**DIRECTIVE**
Update the rows below by replacing "even-odd rule" with "nonzero winding rule" wherever it occurs and leaving everything else unchanged. Omit the pictures from your output.

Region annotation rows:

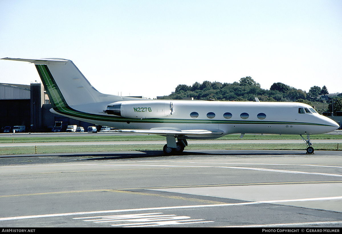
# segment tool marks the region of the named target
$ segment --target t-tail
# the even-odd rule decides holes
[[[2,59],[35,64],[54,107],[122,100],[120,96],[105,94],[97,91],[71,60],[63,58]]]

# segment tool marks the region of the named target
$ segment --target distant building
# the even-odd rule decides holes
[[[26,132],[51,132],[56,121],[85,129],[94,125],[51,113],[52,107],[40,83],[0,83],[0,132],[5,127],[25,126]]]
[[[327,94],[323,94],[323,95],[319,95],[318,98],[323,100],[326,101],[329,100],[332,98],[334,97],[340,97],[342,98],[342,93],[329,93]]]

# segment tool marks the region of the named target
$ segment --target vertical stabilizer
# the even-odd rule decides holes
[[[94,88],[72,61],[62,58],[2,59],[35,64],[50,101],[56,107],[98,102],[107,95]]]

**THE SOLUTION**
# segment tool marks the region of the named target
$ segment --target t-tail
# the nonzero winding rule decides holes
[[[2,59],[35,64],[54,107],[122,100],[120,96],[105,94],[97,91],[71,60],[63,58]]]

# segment tool marks the region of the named target
$ segment --target distant building
# the nonzero winding rule decides holes
[[[26,132],[51,132],[56,121],[85,129],[94,125],[51,113],[52,107],[40,83],[0,83],[0,132],[5,127],[25,126]]]
[[[327,94],[323,94],[323,95],[319,95],[318,98],[323,100],[326,101],[329,100],[332,98],[334,97],[340,97],[342,98],[342,93],[329,93]]]

# segment tool marks the region of the named target
$ segment --target vertical stabilizer
# the nonzero winding rule decides holes
[[[94,88],[72,61],[62,58],[2,59],[35,64],[50,101],[56,107],[98,102],[107,95]]]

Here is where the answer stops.